■ **EXERCISE DIRECTIONS**:
Recast the rows below as a Markdown table with two columns, "No." and "Text," giving each line its own number and leaving out blank lines.

Entries from a point annotation set
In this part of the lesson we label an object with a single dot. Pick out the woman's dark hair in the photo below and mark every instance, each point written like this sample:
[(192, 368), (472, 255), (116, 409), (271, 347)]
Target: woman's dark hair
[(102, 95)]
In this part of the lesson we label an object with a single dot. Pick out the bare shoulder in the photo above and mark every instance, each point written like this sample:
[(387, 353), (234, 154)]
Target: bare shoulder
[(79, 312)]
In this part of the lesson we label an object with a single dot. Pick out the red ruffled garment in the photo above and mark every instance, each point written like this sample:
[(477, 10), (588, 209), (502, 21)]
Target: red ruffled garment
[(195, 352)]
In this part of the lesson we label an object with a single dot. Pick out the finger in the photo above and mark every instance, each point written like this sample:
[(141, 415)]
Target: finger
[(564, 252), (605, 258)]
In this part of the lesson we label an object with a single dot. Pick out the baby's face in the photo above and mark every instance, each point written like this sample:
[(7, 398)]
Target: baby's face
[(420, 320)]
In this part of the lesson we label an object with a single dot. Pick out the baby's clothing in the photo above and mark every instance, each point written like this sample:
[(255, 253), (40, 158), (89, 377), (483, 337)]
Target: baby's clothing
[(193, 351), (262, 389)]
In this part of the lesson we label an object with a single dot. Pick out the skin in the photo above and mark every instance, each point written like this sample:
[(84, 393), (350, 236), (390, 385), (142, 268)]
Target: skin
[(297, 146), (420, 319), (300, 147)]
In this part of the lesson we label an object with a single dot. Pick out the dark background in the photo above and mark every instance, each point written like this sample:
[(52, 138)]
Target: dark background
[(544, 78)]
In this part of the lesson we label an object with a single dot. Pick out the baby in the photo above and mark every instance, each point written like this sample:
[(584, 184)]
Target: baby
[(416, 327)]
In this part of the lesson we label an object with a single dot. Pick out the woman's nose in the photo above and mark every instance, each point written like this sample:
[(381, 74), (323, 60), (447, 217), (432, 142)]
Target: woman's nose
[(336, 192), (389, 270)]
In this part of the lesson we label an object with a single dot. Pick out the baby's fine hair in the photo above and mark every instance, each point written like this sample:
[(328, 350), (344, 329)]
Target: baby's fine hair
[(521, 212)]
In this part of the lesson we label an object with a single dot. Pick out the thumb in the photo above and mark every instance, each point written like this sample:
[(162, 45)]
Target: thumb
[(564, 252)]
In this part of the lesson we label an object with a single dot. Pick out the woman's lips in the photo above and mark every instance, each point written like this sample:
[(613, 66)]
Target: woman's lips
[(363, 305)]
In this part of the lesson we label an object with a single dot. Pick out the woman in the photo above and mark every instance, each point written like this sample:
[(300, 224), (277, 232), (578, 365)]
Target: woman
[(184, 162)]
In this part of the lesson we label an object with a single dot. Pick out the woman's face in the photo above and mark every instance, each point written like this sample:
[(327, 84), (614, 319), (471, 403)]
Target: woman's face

■ **SOLVED PROBLEM**:
| No. | Text |
|---|---|
| 1 | In this part of the lesson we label an object with a single dot. Pick out the woman's dark hair in the photo below and mark every instance, each point written like this sample: |
| 2 | [(192, 368), (472, 255), (116, 409), (271, 347)] |
| 3 | Target: woman's dark hair |
| 4 | [(102, 95)] |
| 5 | In this part of the lesson we label an object with a single dot. Pick out the bare shoulder in the photo above and mark every instance, each point written like this sample: |
| 6 | [(387, 353), (234, 154)] |
| 7 | Target: bare shoulder |
| 8 | [(79, 312)] |
| 9 | In this part of the lesson we label an object with a single dot. Pick out the red ruffled garment in the photo above and mark every instance, each point written like this sample: |
| 10 | [(477, 10), (588, 209), (502, 21)] |
| 11 | Target: red ruffled garment |
| 12 | [(195, 352)] |
| 13 | In this part of the lesson we label an object with a single dot. Pick out the finger in the photo above and mark every instance, each point written like this sample: |
| 14 | [(141, 415)] |
| 15 | Target: finger |
| 16 | [(564, 252), (605, 258)] |
| 17 | In this part of the lesson we label an object with a single dot. Pick out the baby's face in the photo above and mark every instance, each point written like this sample: |
| 18 | [(7, 398)] |
| 19 | Target: baby's face |
| 20 | [(420, 320)] |
| 21 | In this part of the lesson we label an object with a single dot. Pick out the baby's clothing in the photo above and mark every instance, each point written like this sample: |
| 22 | [(255, 253), (40, 158), (89, 377), (483, 337)] |
| 23 | Target: baby's clothing |
| 24 | [(193, 351), (262, 389)] |
| 25 | In this part of the lesson we label an object with a single dot. Pick out the skin in the photo above and mark every instance, each point written like this sample: |
| 26 | [(84, 393), (350, 236), (390, 385), (142, 268)] |
| 27 | Target: skin |
| 28 | [(297, 146), (420, 319), (300, 147)] |
| 29 | In this part of the lesson we label an object with a single dot. Pick out the dark background in the photo above and mark every instance, each point written like this sample: |
| 30 | [(52, 138)] |
| 31 | Target: dark background |
| 32 | [(544, 78)] |
| 33 | In this part of the lesson we label an object with a single dot. Pick out the baby in the photo above and mark every instance, each point written like this sample: |
| 34 | [(584, 184)] |
| 35 | Target: baby |
| 36 | [(416, 327)] |
| 37 | In this part of the lesson we label an object with a single dot. Pick out the woman's nose in the photo above and mark every instance, each point written like this sample: |
| 38 | [(381, 74), (323, 60), (447, 217), (432, 142)] |
| 39 | Target: woman's nose |
| 40 | [(336, 192), (389, 270)] |
| 41 | In this part of the lesson we label an object with a single dot. Pick out the baby's fine hair in the photo above and mark every instance, each point written like this sample: |
| 42 | [(328, 350), (344, 329)] |
| 43 | Target: baby's fine hair |
| 44 | [(521, 212)] |
| 45 | In this part of the lesson we label an object with a single dot. Pick out the thumb in the photo above and mark every instance, each point written like this sample: |
| 46 | [(162, 45)] |
| 47 | Target: thumb |
| 48 | [(564, 252)] |
| 49 | In this part of the lesson we label an object with a single dot. Pick out the woman's lips in the photo above and mark every instance, each point written like this sample: |
| 50 | [(613, 66)] |
| 51 | Target: woman's lips |
| 52 | [(363, 305)] |
| 53 | In this part of the lesson we label an object with a single dot. Pick out the woman in the photo above and mark every instance, each point written like this sample: |
| 54 | [(300, 224), (277, 232), (578, 365)] |
| 55 | Target: woman |
| 56 | [(184, 162)] |
| 57 | In this part of the lesson we label an object with a single dot. Pick out the woman's face in the photo above and mark every instance, each point written like this sample: |
| 58 | [(327, 84), (614, 319), (471, 403)] |
| 59 | Target: woman's face |